Requirements = Write out every line of the records below without changing anything in them.

[Data drawn from a collection]
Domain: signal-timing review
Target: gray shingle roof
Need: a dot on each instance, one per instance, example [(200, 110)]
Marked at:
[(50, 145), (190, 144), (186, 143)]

Response to this task =
Domain: signal-timing review
Target: gray shingle roof
Need: a dot on each instance, one per instance, example [(200, 110)]
Marked at:
[(50, 145), (190, 144), (186, 143)]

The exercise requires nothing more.